▶ **PASSAGE**:
++++
Ringing In the New Year with a Cold

… instead of a bang.

A cold is more my style, anyway. I’m not really a *BANG!* type person, mostly because I don’t read Marvel comic books.
My husband is off and has taken on the role of Mr. Mom. I’ve been under a blanket on the couch since noon. I took a four-hour nap. I watched the second half of “It’s a Wonderful Life” for a second time. I read a copy of “Country Living” from cover to cover.

Yes, ringing in the new year with a cold is definitely more my style.
The only downside is the aching and pains and the cloudiness in my head, but I’ve so far learned that if I hold my station on the couch and move as little as possible, they don’t bother me very much.
I can do that! I mean, it’s going to really hurt when I get up and make a batch of oatmeal cookie dough in a few minutes, but I have a hunch it will be TOTALLY worth it.

Happy New Year -may you catch a cold sometime in the near future.
++++
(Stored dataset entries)
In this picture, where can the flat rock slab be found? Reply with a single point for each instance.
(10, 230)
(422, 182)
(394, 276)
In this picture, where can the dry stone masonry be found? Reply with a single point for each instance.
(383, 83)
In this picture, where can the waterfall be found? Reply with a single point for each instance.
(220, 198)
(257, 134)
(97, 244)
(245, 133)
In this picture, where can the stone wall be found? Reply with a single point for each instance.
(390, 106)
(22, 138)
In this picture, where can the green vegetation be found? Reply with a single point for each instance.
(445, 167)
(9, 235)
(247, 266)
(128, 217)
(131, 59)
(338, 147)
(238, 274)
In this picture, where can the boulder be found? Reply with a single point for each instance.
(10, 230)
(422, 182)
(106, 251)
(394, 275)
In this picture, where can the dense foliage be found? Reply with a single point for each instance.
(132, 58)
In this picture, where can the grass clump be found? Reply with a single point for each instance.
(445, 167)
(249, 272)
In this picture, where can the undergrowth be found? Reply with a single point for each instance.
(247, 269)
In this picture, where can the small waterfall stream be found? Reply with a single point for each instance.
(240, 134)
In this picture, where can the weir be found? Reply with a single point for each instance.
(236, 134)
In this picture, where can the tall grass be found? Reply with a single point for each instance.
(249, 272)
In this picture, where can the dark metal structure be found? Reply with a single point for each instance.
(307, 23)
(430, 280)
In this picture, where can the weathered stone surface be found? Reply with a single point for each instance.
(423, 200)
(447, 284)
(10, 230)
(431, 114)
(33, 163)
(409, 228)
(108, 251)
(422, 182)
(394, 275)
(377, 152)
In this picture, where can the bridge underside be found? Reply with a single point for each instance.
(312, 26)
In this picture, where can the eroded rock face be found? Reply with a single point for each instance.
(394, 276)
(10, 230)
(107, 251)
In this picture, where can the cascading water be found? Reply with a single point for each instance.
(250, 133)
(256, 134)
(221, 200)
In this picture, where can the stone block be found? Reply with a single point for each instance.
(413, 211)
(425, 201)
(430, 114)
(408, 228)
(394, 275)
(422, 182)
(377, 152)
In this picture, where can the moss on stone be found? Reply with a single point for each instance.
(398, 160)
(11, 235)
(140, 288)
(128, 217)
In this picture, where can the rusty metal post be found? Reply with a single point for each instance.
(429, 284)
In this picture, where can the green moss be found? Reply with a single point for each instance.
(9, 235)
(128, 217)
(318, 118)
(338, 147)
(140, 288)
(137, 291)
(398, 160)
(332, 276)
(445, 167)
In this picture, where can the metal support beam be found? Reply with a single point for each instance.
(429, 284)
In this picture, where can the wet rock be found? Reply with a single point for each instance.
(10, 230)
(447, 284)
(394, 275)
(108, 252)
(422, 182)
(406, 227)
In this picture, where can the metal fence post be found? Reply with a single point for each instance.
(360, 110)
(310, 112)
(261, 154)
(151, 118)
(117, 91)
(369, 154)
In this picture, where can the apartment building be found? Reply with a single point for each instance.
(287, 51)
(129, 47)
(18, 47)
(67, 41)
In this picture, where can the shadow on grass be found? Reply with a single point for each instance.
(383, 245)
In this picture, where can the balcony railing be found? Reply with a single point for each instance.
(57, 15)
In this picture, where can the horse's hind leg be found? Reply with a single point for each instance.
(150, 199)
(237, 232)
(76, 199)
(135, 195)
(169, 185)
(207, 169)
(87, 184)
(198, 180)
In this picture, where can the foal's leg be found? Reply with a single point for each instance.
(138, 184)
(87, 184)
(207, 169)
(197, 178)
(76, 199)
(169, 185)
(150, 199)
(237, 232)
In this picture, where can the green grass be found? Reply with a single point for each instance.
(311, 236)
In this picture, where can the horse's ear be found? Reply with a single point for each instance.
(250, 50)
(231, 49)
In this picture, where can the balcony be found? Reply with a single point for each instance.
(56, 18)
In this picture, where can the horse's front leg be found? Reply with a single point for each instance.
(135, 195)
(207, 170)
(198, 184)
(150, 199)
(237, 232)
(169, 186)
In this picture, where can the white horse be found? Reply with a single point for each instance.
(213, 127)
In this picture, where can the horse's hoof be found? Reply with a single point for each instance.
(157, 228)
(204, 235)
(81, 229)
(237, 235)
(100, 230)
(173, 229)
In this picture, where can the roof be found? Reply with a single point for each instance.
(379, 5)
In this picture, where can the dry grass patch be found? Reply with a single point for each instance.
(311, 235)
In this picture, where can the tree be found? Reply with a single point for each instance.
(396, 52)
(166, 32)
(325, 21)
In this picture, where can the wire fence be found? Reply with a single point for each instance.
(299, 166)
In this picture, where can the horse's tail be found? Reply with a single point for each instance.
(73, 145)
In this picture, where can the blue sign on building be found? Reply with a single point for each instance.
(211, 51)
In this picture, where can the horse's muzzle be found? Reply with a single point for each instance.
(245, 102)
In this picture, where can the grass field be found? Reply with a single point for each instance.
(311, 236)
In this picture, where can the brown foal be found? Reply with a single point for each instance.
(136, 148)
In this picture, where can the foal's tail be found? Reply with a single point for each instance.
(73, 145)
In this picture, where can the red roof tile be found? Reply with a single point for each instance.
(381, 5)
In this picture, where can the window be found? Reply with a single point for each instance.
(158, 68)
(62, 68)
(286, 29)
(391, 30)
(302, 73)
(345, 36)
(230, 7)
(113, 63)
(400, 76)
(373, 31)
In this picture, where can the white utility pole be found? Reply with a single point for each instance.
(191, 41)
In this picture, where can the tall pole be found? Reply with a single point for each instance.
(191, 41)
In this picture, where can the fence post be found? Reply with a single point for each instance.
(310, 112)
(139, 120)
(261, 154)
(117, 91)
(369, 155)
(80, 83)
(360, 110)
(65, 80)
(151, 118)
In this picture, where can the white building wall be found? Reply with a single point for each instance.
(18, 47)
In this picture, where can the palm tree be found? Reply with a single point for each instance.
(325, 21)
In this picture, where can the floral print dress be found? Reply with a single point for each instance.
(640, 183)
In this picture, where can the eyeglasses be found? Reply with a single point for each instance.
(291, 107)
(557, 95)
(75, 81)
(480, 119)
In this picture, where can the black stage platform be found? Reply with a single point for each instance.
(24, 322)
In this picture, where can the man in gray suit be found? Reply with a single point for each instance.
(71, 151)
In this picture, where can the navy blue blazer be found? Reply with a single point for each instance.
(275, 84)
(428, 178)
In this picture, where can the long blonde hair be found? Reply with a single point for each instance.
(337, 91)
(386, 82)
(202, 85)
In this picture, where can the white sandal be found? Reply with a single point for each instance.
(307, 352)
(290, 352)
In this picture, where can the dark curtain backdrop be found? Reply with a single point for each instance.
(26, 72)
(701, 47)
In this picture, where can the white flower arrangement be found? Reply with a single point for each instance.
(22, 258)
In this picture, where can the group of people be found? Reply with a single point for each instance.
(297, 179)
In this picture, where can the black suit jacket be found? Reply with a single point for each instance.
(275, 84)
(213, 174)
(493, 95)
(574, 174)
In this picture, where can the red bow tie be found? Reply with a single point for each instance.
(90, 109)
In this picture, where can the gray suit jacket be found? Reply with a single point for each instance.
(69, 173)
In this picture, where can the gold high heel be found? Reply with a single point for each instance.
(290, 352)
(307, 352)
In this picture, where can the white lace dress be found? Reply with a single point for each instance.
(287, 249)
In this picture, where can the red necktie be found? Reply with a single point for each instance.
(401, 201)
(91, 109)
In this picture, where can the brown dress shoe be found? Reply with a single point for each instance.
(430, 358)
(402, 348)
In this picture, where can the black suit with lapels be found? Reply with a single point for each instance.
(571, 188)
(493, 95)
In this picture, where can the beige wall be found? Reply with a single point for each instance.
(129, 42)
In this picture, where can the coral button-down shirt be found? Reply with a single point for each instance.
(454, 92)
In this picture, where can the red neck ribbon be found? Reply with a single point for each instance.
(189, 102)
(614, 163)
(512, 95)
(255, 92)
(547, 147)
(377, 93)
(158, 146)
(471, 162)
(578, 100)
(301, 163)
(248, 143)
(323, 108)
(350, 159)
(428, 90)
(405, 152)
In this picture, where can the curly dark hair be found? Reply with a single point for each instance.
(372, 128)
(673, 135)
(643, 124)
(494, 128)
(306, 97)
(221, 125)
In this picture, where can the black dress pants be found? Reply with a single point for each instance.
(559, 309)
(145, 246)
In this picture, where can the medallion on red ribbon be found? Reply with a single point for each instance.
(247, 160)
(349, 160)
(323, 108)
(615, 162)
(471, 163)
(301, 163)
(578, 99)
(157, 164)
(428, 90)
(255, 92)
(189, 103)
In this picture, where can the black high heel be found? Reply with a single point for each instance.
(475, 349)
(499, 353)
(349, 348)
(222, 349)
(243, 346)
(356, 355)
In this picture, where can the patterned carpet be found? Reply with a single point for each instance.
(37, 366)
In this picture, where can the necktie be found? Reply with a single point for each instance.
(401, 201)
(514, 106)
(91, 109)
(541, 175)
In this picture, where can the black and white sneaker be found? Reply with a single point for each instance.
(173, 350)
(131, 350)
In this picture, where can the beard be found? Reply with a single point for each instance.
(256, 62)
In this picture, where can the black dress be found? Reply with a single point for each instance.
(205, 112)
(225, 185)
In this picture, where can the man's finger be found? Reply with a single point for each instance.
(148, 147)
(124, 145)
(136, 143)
++++
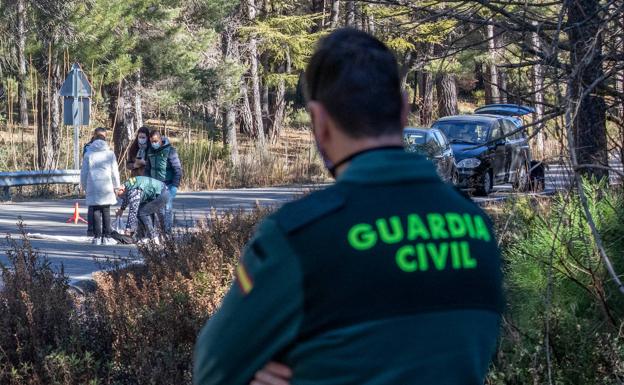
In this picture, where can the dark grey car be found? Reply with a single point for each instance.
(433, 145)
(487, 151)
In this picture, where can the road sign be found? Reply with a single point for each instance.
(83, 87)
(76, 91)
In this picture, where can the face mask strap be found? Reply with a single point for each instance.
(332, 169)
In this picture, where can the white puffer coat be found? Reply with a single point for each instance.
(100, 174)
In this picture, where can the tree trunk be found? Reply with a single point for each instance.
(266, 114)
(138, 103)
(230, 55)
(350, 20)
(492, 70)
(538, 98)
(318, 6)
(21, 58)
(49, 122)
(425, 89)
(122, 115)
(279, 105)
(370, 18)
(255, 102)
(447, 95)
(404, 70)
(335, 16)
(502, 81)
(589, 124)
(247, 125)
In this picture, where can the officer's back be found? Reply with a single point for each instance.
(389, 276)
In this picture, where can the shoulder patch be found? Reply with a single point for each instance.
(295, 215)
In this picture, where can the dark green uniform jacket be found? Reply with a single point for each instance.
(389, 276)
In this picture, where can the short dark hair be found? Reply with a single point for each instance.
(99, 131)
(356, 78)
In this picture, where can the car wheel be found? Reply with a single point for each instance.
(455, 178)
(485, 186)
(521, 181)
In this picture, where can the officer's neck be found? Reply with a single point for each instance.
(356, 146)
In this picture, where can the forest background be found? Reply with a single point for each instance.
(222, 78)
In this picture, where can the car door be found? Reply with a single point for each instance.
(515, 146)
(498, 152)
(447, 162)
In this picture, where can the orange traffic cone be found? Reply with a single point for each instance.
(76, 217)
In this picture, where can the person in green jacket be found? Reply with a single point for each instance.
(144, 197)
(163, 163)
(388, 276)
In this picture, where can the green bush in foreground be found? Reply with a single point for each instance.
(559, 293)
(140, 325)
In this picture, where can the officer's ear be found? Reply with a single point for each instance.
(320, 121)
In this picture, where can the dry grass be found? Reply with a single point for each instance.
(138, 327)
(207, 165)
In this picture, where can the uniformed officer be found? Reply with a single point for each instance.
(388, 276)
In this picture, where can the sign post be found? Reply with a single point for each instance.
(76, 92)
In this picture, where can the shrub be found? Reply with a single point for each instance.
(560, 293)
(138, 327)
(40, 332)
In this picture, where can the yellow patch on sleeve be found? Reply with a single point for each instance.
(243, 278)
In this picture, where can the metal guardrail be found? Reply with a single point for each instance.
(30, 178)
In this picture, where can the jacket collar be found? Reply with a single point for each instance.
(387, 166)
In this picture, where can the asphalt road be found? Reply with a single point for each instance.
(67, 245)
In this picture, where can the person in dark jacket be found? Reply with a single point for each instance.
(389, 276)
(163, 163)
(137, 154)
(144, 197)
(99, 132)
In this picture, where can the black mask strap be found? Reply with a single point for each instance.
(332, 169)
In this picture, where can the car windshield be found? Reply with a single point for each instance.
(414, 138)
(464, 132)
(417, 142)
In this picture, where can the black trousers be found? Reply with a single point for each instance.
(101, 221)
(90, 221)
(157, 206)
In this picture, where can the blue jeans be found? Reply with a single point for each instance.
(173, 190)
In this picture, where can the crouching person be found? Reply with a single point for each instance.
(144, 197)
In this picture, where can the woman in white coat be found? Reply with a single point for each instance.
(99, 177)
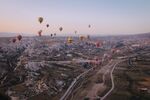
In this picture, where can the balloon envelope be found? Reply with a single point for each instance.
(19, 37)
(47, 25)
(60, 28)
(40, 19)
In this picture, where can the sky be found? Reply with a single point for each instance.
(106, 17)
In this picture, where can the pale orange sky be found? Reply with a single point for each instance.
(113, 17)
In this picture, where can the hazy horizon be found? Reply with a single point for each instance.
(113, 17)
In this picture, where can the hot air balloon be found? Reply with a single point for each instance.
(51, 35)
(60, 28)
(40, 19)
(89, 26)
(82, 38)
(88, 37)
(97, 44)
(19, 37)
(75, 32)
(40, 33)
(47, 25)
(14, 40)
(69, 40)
++++
▶ **WRITTEN TASK**:
Can you output the entire post about ringing in the new year with a cold, word for word?

▶ **ANSWER TO THE PROBLEM**:
Ringing In the New Year with a Cold

… instead of a bang.

A cold is more my style, anyway. I’m not really a *BANG!* type person, mostly because I don’t read Marvel comic books.
My husband is off and has taken on the role of Mr. Mom. I’ve been under a blanket on the couch since noon. I took a four-hour nap. I watched the second half of “It’s a Wonderful Life” for a second time. I read a copy of “Country Living” from cover to cover.

Yes, ringing in the new year with a cold is definitely more my style.
The only downside is the aching and pains and the cloudiness in my head, but I’ve so far learned that if I hold my station on the couch and move as little as possible, they don’t bother me very much.
I can do that! I mean, it’s going to really hurt when I get up and make a batch of oatmeal cookie dough in a few minutes, but I have a hunch it will be TOTALLY worth it.

Happy New Year -may you catch a cold sometime in the near future.